[TEXTO PARA REVISAR]
No todo estuvo mal en estos meses de encierro en nuestras casas,
obligados a romper con nuestro entorno y a renunciar a nuestras fuentes
habituales de placeres sociales. No hubo escapadas al café mañanero ni a la
cañita de la tarde, ni más posibilidades de recorrer mundo que el que
pudiéramos descubrir desde el sofá de nuestra habitación, pero a cambio se nos
ofreció tiempo en abundancia para llenar. Y aquí tengo que escribir en primera
persona, porque el mundo que uno busca no es el mismo que busca otro, y el
placer que proporciona un hallazgo puede que sea solo indiferencia para los
demás. Harto de la tecnología y de sus aplicaciones, he preferido acudir a mis
estanterías para encontrarme de nuevo con aquellas lecturas, algunas ya
lejanas, que dejaron alguna huella en mí. Releer es un ejercicio saludable y
suele resultar sumamente placentero, como lo es cualquier reencuentro deseado.
Han desaparecido los prejuicios y los resabios que pudo haber en el principio;
ahora van a asomar matices y aspectos que pasaron inadvertidos, quizá ocultos
por el interés otorgado al argumento. El libro, evidentemente, no ha cambiado,
pero el lector sí. Y ahora que lo relee se da perfecta cuenta de ello.
He aprovechado las largas horas de reclusión para verme de nuevo
con viejos conocidos, por ejemplo, de Galdós, al hilo de su centenario: con la
fuerte y delicada Tristana, o con Nazarín, bondadoso, consecuente, generoso en
su miseria, una de las figuras literarias más atractivas que pueden encontrarse.

[DATOS PROPORCIONADOS]
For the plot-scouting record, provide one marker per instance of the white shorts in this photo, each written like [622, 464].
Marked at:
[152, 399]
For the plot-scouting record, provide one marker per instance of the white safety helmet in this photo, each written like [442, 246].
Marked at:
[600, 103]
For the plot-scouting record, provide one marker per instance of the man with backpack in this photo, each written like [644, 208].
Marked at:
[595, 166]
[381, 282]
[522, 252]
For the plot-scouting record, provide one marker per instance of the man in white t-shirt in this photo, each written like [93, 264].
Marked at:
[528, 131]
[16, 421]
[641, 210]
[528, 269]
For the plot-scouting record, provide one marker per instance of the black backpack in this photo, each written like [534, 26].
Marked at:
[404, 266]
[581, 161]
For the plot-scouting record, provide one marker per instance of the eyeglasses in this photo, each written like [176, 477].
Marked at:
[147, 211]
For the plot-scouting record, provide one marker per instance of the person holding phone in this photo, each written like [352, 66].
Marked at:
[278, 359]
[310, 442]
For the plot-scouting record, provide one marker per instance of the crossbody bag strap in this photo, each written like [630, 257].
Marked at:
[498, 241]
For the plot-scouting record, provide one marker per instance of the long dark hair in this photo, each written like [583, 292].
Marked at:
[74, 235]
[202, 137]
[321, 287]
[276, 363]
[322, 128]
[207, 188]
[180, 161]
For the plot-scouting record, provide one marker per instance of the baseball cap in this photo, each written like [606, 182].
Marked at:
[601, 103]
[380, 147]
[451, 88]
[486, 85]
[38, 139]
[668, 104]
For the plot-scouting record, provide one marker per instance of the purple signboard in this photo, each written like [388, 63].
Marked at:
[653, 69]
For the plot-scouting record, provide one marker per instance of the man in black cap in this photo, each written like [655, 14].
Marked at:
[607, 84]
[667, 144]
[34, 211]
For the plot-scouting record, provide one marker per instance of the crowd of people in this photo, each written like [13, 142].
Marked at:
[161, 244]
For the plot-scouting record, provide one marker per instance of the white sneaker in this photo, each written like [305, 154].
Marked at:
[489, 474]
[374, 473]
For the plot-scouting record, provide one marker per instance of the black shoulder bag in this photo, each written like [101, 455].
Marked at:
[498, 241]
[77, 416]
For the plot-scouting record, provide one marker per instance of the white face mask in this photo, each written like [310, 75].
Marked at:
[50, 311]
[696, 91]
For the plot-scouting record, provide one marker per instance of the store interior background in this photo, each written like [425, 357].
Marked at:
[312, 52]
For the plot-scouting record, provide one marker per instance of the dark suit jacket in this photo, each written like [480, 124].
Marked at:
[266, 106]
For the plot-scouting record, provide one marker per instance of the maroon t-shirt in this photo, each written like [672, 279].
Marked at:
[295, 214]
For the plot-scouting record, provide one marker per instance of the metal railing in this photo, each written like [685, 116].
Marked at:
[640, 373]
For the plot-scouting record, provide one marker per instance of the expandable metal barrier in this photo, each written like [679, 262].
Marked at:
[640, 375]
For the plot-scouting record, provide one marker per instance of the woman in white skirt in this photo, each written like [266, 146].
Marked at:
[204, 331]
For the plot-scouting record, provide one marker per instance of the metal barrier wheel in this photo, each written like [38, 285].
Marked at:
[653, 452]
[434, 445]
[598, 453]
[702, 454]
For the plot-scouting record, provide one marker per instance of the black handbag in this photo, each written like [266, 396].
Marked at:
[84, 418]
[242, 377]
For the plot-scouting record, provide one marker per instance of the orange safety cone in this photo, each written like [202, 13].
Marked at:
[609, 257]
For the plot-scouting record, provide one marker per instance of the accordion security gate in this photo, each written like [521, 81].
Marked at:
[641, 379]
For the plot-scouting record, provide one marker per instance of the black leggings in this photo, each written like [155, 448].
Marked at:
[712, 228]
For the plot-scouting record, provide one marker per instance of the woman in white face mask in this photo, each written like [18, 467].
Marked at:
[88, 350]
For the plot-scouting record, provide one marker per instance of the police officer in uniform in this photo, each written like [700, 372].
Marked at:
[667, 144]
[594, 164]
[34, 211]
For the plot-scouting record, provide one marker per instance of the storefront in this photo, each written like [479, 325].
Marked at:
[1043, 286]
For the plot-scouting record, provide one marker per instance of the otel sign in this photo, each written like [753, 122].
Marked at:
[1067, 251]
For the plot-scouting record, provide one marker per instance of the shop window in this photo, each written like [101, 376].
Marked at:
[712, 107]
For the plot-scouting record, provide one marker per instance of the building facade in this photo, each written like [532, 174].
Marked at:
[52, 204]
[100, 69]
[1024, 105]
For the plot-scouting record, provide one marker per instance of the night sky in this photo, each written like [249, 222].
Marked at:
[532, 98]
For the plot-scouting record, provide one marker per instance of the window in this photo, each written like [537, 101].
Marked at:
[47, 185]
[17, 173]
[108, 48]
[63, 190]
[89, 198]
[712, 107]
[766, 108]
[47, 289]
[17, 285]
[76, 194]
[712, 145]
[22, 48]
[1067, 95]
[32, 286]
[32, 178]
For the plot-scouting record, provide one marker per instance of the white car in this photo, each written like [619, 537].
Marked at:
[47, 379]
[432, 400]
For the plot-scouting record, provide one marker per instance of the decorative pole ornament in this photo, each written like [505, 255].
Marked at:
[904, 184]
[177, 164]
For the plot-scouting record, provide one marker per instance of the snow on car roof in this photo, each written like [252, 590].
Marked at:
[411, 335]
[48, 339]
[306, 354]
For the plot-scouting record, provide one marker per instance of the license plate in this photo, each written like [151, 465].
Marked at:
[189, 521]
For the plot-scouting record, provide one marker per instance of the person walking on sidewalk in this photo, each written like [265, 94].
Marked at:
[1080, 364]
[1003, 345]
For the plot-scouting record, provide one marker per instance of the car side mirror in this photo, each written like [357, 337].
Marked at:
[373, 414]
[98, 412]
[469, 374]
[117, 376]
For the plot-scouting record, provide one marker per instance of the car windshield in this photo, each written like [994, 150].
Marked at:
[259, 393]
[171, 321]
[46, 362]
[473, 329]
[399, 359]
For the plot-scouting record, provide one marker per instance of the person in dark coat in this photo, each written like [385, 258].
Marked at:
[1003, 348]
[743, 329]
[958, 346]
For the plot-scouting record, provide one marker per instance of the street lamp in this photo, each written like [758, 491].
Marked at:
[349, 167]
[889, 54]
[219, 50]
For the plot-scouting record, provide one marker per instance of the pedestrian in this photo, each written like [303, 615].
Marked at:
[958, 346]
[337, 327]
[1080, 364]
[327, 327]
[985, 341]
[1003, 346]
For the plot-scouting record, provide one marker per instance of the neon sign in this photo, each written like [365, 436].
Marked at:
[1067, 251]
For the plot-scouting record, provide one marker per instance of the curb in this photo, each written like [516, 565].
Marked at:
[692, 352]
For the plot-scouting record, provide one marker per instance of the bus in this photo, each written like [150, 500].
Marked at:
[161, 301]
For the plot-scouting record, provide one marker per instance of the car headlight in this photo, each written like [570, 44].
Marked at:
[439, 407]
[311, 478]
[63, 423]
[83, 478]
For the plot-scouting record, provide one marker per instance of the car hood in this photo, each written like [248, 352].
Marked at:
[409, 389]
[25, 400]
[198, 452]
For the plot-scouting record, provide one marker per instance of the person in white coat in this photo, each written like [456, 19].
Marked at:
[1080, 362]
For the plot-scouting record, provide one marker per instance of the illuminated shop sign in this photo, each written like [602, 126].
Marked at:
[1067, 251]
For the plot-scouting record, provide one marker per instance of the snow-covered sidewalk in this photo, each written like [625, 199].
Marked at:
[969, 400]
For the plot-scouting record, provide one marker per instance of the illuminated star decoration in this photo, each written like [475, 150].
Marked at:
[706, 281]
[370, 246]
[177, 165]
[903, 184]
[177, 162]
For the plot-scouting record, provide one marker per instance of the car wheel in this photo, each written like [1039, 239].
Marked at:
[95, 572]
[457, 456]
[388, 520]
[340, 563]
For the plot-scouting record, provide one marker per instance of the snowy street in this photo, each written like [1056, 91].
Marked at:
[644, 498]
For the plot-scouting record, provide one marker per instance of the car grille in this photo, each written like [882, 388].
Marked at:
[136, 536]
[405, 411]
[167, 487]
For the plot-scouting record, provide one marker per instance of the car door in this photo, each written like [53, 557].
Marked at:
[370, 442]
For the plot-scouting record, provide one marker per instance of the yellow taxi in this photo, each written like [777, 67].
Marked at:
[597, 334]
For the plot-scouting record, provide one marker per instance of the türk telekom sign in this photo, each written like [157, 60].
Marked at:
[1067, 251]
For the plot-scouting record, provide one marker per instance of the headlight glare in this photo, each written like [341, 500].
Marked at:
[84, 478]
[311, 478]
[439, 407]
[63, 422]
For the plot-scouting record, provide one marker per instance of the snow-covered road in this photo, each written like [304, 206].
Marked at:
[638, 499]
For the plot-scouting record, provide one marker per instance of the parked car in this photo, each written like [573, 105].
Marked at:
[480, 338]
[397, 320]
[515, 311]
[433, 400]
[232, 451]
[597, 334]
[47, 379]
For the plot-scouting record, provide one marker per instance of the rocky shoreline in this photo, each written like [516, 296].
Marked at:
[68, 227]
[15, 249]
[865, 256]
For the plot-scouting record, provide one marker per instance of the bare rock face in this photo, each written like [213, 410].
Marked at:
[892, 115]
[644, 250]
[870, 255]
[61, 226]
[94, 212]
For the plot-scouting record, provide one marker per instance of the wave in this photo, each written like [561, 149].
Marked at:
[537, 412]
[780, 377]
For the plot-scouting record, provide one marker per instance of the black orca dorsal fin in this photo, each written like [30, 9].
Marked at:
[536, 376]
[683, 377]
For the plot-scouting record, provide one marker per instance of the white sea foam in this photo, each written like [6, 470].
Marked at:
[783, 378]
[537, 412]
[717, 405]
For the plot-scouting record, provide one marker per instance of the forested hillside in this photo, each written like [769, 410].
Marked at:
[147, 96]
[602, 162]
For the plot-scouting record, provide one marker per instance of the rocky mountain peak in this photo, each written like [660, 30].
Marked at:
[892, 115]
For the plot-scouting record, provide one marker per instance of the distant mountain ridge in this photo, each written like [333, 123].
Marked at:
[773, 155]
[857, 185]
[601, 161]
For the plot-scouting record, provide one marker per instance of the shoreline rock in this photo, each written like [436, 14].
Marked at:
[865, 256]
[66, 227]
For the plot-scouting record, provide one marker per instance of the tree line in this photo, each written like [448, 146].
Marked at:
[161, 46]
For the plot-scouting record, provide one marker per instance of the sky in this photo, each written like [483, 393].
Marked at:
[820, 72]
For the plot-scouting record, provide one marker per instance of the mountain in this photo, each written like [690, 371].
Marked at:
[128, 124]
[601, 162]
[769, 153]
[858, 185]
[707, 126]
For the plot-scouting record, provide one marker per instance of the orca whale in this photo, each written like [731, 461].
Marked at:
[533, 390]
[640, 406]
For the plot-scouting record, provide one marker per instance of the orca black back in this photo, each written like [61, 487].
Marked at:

[EJERCICIOS PROPUESTOS]
#1 Explica en una a tres frases por qué el texto sobre la relectura pasa a escribirse en primera persona.
#2 Reproduce fielmente el fragmento del texto sobre la relectura que va desde "No todo estuvo" hasta "cualquier reencuentro deseado.".
#3 Prosigue el texto sobre la relectura a partir de su última frase.
Los registros no desempeñan ningún papel en esto.

[RESULTADOS OBTENIDOS]
#1 Porque el mundo que uno busca no es el mismo que busca otro, y el placer que proporciona un hallazgo puede que sea solo indiferencia para los demás.

#2
No todo estuvo mal en estos meses de encierro en nuestras casas,
obligados a romper con nuestro entorno y a renunciar a nuestras fuentes
habituales de placeres sociales. No hubo escapadas al café mañanero ni a la
cañita de la tarde, ni más posibilidades de recorrer mundo que el que
pudiéramos descubrir desde el sofá de nuestra habitación, pero a cambio se nos
ofreció tiempo en abundancia para llenar. Y aquí tengo que escribir en primera
persona, porque el mundo que uno busca no es el mismo que busca otro, y el
placer que proporciona un hallazgo puede que sea solo indiferencia para los
demás. Harto de la tecnología y de sus aplicaciones, he preferido acudir a mis
estanterías para encontrarme de nuevo con aquellas lecturas, algunas ya
lejanas, que dejaron alguna huella en mí. Releer es un ejercicio saludable y
suele resultar sumamente placentero, como lo es cualquier reencuentro deseado.

#3
También he vuelto a Cervantes, porque su voz siempre me resulta cálida y
acogedora; esta vez me acompañaron la Gitanilla, Monipodio, Tomás Rodaja y
todos los personajes que desfilan con su carga de humanidad a cuestas por las
Novelas ejemplares. Volví a coger Antígona, que siempre
me deja un no sé qué de inquietud ante el triunfo aparente del poder arbitrario
sobre la dignidad y la conciencia, aun sabiendo que su muerte va a demostrar
justamente lo contrario. Sería largo seguir.
También el cine. Ver de nuevo algunas películas es un hecho
gratificante y descubrir algunas perlas aún más. Me pasó con Umberto D.,
una cinta de hace setenta años que parece pensada para estos tiempos. Pocas
veces la soledad, la incertidumbre y la indiferencia ajena se vistieron de
imágenes tan poderosas como las que De Sica nos ofrece en este conmovedor
retrato de un hombre que ve cómo se renueva a cada momento su carga de
desesperanza. O Aquella casa en las afueras, una joya del cine
español, o La hora incógnita, por poner solo tres ejemplos. No, no
fue todo tiempo perdido en el encierro.